What is asked: Filter the rows below, copying every line that contains the string "mane". Case counts.

Data listing:

○ ○ ○ ○ ○

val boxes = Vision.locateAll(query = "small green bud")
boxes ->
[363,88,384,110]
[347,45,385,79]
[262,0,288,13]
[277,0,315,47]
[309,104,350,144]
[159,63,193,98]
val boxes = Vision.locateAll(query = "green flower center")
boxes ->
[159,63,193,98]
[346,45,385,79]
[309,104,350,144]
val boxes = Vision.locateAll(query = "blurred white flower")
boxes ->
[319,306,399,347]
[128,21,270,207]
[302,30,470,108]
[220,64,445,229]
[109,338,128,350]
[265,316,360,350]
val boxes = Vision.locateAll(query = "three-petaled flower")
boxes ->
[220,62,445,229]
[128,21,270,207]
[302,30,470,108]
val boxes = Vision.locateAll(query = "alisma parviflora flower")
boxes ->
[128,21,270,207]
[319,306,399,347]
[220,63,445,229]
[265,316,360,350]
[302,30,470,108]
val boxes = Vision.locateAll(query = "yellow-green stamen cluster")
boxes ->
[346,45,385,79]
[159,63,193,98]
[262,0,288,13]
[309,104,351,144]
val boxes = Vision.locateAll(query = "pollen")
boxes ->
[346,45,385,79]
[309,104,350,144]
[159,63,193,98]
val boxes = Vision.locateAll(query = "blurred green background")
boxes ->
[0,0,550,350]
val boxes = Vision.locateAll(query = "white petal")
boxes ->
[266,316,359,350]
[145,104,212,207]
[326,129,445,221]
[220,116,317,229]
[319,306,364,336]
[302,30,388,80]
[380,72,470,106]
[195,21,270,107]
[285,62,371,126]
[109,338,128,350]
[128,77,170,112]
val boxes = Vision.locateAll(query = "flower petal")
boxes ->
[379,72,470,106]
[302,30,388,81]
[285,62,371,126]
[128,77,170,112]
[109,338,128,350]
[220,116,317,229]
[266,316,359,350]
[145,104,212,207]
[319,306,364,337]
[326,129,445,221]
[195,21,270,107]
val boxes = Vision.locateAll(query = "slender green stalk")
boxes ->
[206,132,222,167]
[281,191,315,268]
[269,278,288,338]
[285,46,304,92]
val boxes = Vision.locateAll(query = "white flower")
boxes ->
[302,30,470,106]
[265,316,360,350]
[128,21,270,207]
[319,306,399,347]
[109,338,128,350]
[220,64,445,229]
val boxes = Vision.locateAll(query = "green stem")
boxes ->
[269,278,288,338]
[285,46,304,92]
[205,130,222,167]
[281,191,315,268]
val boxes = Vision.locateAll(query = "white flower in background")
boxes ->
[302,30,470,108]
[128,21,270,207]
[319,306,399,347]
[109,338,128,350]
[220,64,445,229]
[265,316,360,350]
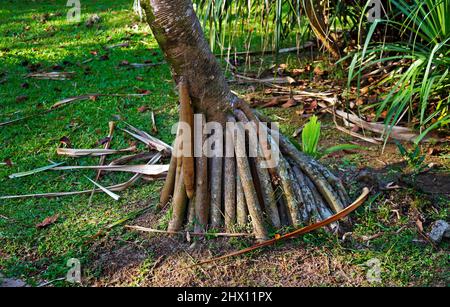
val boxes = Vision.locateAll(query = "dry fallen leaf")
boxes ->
[36,214,59,229]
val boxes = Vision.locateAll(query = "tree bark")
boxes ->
[142,0,236,122]
[141,0,354,240]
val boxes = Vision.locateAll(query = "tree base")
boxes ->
[159,84,350,241]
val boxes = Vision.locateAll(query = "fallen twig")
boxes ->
[125,225,253,237]
[51,164,169,176]
[184,188,369,269]
[56,146,136,158]
[8,162,65,179]
[26,71,75,80]
[95,121,116,181]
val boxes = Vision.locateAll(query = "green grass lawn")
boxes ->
[0,0,448,285]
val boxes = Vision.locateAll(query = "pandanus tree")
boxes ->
[141,0,349,240]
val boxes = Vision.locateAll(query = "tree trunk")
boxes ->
[141,0,348,240]
[142,0,235,122]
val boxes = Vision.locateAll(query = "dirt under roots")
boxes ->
[159,83,350,241]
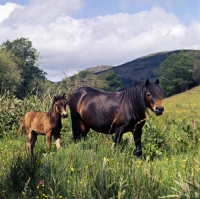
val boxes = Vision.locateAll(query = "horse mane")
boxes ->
[118,82,147,118]
[118,82,164,119]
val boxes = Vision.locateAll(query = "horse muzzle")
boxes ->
[61,114,68,118]
[154,107,164,116]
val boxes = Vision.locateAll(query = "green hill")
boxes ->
[95,50,200,86]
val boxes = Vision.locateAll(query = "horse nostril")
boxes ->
[155,107,164,115]
[62,114,68,118]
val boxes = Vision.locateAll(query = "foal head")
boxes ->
[145,79,164,115]
[53,94,68,118]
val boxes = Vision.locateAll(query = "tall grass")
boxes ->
[0,88,200,199]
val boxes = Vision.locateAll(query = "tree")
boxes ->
[155,51,195,96]
[0,50,23,95]
[98,70,122,91]
[1,38,46,98]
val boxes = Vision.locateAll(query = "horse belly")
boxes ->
[82,112,116,134]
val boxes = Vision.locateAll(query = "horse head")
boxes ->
[145,79,164,116]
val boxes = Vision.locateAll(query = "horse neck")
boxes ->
[120,84,147,119]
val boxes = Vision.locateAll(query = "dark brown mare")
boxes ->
[23,94,68,160]
[69,79,164,156]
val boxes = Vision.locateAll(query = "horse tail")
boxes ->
[17,118,25,136]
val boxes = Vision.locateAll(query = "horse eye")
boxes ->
[147,93,151,97]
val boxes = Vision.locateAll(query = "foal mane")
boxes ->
[48,94,66,112]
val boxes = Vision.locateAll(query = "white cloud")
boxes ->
[0,2,20,23]
[0,0,200,81]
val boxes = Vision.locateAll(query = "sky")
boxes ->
[0,0,200,82]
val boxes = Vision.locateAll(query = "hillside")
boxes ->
[95,50,200,86]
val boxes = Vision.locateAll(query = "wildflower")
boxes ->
[39,180,44,185]
[71,167,74,171]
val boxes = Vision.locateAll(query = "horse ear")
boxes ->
[53,96,57,102]
[63,93,67,99]
[145,79,150,86]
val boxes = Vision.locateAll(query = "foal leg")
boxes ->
[27,128,37,161]
[46,132,51,147]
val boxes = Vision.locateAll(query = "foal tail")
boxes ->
[17,118,25,136]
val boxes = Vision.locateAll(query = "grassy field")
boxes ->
[0,87,200,199]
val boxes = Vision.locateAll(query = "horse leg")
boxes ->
[80,122,90,140]
[27,128,37,161]
[72,119,89,141]
[54,132,61,149]
[133,128,142,157]
[115,128,123,146]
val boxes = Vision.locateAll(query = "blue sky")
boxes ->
[0,0,200,81]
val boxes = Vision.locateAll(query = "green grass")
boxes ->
[0,87,200,199]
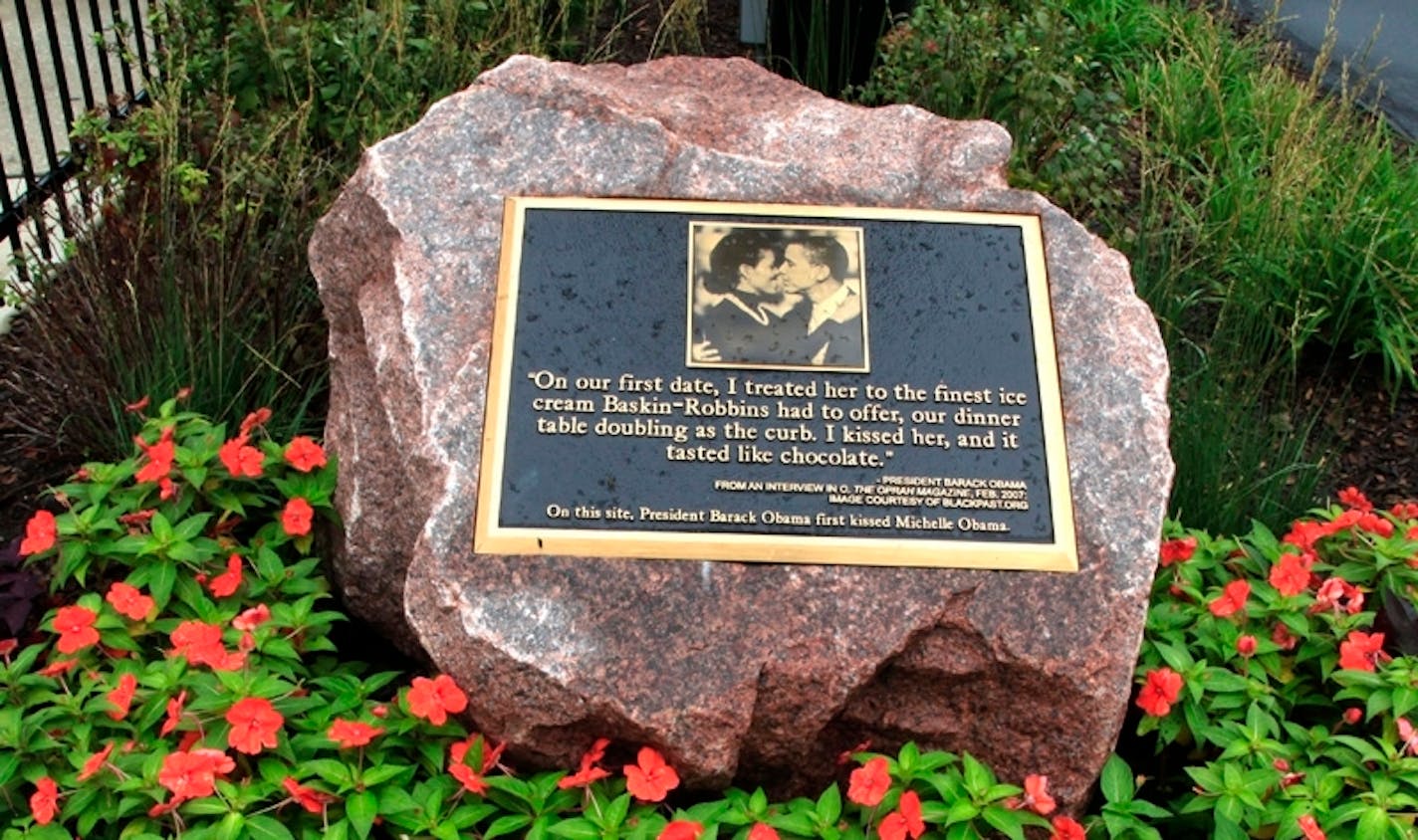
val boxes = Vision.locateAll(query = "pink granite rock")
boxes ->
[311,58,1173,807]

○ ○ ○ ○ ○

Answer to this task:
val boxes = Vision.locateAll(query = "horse mane")
val boxes = Vision.locateAll(query = "foal mane")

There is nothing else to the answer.